(CHALLENGE 1)
Copy the passage of the Dataform release configuration text between "Setting releaseCompilationResult to" and "the specified commit.", inclusive.

(READING TEXT)
— START —

The following code example defines a Dataform repository, a release configuration, and a workflow configuration for it in the dev deployment environment:

The gitCommitish: "{{ COMMIT_SHA }}" line ties the release configuration to the specific Git commit being deployed. The COMMIT_SHA is a variable that resolves to the deployed pipeline bundle's commit SHA.
The codeCompilationConfig.pipelineConfig.path key points to a subfolder that contains pipeline assets. In this way, you can keep multiple Dataform pipelines in a single repository.
Setting releaseCompilationResult to auto in the definition of the releaseConfig instructs Orchestration Pipelines to trigger a Dataform compilation after the releaseConfig resource is created or updated with the new gitCommitish:
1. The framework first upserts (updates or creates) the releaseConfig resource to point to the specified commit.
2. Then, because of the auto setting, it calls the Dataform API to create a new Compilation Result based on the code at that commit.

— END —

(DATA LINES)
— START —

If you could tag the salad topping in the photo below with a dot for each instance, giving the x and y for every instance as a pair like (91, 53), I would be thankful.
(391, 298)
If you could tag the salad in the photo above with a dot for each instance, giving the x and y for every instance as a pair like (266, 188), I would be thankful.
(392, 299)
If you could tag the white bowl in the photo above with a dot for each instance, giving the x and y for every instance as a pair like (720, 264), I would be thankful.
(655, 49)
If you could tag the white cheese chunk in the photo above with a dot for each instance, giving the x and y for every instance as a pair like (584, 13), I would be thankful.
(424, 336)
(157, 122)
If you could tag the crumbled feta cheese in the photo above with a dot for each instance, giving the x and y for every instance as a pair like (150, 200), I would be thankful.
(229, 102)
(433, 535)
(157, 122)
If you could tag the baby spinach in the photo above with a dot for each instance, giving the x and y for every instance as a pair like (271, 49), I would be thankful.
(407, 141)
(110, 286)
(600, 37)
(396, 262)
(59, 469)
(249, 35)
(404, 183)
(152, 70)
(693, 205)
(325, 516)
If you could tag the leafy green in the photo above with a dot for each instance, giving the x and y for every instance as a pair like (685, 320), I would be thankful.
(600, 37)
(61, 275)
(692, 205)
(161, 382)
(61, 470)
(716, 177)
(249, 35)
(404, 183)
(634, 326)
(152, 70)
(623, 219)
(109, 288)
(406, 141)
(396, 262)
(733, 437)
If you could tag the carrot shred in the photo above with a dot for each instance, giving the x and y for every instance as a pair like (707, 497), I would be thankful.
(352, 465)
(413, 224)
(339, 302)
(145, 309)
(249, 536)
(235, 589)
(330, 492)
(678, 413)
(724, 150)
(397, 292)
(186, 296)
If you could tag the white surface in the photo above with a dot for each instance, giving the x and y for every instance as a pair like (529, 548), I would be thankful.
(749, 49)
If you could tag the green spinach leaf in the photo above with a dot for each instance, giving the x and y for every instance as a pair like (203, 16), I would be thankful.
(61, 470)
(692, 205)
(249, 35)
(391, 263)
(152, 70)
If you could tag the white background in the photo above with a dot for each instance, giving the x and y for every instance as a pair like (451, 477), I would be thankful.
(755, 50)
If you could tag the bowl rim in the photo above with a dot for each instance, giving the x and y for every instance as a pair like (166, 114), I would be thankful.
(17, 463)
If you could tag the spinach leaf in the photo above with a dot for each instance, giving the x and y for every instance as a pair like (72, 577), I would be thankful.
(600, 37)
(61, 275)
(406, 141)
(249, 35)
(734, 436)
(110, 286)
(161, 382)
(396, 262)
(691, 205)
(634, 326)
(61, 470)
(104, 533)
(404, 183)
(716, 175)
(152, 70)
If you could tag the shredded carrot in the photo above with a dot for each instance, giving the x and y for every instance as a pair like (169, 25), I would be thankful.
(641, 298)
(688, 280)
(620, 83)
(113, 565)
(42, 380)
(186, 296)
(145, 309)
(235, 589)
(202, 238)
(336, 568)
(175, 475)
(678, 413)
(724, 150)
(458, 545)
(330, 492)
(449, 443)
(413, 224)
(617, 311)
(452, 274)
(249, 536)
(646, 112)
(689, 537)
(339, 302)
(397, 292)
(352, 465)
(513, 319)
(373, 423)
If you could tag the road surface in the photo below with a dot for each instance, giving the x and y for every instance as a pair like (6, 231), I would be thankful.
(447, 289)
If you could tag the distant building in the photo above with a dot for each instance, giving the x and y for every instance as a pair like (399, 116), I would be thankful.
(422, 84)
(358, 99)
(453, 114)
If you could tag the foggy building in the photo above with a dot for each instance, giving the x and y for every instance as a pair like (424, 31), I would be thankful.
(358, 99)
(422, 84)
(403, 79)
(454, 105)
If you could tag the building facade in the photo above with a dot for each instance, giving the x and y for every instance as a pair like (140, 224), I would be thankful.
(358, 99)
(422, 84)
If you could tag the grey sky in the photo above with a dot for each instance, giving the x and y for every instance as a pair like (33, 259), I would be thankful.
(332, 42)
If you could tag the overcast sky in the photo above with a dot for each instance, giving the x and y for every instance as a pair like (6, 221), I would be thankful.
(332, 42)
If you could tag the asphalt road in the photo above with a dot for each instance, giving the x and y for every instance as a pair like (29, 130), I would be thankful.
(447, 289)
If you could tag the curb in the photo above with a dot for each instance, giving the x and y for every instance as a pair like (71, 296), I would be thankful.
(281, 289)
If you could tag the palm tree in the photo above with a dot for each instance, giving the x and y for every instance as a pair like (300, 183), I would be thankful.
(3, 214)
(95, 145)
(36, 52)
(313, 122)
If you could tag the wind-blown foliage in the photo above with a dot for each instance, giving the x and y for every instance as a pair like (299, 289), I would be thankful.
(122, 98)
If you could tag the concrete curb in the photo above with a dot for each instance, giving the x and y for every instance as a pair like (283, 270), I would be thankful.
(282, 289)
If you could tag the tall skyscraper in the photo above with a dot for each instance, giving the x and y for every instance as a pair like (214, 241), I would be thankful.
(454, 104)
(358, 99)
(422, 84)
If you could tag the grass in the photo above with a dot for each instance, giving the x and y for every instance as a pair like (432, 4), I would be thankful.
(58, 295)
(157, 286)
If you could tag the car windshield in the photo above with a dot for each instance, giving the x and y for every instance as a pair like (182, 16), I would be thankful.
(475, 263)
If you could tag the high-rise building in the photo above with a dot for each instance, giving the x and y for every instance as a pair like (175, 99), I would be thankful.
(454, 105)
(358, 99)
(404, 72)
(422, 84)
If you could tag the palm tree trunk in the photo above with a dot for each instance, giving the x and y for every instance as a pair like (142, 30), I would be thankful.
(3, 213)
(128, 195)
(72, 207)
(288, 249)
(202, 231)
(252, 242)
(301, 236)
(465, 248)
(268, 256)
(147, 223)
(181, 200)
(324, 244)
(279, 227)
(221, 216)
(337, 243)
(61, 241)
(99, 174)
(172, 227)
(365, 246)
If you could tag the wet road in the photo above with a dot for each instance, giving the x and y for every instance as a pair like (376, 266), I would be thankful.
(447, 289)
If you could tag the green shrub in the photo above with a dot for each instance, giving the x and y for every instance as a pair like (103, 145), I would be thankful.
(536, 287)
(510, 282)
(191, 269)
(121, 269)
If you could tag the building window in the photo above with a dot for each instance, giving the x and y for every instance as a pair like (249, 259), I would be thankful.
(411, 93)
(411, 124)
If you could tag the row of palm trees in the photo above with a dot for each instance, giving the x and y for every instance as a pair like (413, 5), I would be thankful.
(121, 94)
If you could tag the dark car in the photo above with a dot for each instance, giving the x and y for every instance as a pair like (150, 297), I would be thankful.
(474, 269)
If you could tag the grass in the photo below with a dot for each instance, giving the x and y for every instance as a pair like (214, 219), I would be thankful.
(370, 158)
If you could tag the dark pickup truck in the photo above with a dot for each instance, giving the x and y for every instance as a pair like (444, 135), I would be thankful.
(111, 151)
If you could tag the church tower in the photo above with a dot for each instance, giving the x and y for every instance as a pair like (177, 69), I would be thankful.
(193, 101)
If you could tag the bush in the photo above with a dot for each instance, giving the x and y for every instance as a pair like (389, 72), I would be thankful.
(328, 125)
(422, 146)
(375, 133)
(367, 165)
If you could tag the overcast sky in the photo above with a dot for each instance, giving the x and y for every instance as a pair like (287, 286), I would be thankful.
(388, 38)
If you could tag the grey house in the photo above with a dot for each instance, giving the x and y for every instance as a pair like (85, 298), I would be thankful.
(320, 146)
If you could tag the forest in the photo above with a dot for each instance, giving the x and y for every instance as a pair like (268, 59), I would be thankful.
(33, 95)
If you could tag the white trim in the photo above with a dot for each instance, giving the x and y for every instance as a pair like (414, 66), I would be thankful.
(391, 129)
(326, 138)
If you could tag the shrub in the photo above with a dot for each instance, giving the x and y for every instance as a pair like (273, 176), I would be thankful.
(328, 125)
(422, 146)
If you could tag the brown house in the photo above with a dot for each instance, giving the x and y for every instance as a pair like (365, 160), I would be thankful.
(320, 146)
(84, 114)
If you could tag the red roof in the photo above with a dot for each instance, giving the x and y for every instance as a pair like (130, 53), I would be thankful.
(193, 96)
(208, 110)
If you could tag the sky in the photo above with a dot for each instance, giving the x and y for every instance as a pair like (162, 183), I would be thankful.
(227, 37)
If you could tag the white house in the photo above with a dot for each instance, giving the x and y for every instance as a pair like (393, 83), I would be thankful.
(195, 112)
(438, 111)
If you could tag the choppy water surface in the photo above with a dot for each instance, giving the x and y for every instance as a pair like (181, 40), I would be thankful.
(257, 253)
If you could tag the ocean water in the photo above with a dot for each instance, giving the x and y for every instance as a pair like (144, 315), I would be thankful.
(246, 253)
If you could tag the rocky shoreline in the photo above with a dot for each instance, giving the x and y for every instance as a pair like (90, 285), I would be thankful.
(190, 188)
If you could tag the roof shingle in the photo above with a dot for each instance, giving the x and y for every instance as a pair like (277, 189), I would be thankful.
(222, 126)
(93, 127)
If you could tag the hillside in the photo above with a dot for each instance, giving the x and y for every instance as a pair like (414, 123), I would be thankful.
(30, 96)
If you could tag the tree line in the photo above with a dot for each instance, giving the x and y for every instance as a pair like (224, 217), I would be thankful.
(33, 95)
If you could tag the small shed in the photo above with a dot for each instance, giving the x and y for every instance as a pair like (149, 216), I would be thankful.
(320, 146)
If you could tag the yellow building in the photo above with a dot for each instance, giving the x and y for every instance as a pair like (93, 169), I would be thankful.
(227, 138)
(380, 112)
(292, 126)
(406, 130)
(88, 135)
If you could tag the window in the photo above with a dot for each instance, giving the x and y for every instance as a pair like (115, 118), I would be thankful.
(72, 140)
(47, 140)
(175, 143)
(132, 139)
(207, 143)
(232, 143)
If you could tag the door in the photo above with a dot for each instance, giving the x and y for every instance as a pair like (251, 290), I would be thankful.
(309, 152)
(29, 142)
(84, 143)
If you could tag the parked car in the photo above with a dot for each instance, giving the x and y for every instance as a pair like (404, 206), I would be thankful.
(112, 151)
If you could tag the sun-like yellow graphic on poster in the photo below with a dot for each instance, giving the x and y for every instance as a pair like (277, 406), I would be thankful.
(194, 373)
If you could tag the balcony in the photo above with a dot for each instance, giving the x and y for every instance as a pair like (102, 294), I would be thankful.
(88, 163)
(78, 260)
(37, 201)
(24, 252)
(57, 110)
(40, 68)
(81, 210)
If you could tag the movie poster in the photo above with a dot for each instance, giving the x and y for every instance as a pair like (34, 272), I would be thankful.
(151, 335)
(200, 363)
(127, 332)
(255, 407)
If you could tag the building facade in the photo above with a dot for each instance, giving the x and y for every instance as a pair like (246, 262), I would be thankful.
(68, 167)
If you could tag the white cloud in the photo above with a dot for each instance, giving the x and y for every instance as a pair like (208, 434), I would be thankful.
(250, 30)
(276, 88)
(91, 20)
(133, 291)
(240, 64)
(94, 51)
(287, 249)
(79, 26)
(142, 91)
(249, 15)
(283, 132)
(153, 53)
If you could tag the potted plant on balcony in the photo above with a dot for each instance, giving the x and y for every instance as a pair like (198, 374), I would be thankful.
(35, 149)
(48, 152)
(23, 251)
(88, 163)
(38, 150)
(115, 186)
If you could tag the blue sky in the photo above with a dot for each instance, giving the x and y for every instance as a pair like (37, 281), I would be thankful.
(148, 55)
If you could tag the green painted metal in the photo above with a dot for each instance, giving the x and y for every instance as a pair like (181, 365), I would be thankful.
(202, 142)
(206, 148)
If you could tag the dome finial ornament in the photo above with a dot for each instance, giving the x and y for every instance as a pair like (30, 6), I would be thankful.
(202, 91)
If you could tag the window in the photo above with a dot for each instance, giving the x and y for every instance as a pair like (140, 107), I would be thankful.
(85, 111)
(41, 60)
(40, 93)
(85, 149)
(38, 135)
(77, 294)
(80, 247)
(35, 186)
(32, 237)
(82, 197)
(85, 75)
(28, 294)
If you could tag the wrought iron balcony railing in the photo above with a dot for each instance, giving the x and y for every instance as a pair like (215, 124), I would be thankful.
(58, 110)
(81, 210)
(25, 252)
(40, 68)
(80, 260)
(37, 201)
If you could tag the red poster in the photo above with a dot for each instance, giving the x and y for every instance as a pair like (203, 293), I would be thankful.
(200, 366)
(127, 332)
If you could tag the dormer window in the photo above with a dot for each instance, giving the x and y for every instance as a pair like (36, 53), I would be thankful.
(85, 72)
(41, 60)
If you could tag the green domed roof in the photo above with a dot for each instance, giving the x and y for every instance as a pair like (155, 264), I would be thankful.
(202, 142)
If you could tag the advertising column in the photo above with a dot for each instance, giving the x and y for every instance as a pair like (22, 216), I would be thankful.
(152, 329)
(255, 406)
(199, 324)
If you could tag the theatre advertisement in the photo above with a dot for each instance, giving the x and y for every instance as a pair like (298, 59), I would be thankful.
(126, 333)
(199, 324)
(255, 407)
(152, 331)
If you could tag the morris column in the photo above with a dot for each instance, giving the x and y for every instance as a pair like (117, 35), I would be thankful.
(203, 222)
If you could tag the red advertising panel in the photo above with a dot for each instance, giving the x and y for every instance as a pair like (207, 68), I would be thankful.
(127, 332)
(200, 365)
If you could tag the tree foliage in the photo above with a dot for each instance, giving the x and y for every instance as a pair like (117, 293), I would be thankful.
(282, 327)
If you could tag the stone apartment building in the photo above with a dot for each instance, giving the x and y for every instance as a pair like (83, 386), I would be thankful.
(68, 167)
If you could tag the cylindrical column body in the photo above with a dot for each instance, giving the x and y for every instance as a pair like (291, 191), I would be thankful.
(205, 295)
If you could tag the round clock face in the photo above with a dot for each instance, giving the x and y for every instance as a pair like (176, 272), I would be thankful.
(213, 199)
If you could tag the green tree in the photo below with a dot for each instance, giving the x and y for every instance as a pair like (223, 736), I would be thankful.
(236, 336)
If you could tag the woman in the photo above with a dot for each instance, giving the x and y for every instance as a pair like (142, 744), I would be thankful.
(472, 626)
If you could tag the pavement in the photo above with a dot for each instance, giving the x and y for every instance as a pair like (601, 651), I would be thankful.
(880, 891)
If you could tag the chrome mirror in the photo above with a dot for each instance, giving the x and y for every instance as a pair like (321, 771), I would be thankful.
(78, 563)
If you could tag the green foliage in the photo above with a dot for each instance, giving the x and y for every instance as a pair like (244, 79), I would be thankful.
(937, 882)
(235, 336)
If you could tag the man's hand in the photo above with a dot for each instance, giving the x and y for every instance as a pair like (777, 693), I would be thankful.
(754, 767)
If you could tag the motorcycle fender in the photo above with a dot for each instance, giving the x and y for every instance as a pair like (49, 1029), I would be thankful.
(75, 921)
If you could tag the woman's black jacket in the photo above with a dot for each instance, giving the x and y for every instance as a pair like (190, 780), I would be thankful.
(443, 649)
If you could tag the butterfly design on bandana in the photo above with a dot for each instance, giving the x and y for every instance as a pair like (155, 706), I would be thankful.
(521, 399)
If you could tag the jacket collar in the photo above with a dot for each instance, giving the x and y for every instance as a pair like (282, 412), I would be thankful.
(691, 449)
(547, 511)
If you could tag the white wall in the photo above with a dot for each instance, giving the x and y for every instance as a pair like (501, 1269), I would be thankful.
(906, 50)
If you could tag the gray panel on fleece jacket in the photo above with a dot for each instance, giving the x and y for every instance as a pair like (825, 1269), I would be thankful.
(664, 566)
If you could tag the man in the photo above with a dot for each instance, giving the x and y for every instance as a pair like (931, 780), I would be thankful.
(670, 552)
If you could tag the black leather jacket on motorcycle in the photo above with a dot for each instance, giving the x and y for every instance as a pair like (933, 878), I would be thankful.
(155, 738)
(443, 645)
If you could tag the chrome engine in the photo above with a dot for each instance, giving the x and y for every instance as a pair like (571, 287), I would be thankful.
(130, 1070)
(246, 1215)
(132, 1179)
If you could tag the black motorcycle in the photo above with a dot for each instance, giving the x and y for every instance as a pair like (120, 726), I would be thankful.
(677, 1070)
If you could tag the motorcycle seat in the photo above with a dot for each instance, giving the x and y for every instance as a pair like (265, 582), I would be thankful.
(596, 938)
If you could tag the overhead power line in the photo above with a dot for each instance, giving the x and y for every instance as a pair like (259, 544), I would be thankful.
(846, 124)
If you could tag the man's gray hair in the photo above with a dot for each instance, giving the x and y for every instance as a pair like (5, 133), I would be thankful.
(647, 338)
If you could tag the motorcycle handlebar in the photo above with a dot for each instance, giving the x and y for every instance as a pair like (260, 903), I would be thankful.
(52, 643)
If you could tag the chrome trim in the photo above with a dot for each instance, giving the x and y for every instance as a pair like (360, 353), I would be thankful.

— END —

(CHALLENGE 2)
How many lines of the listing contain the word "palm"? Reply with the number alone.

(COMPLETE ANSWER 1)
Setting releaseCompilationResult to auto in the definition of the releaseConfig instructs Orchestration Pipelines to trigger a Dataform compilation after the releaseConfig resource is created or updated with the new gitCommitish:
1. The framework first upserts (updates or creates) the releaseConfig resource to point to the specified commit.

(COMPLETE ANSWER 2)
3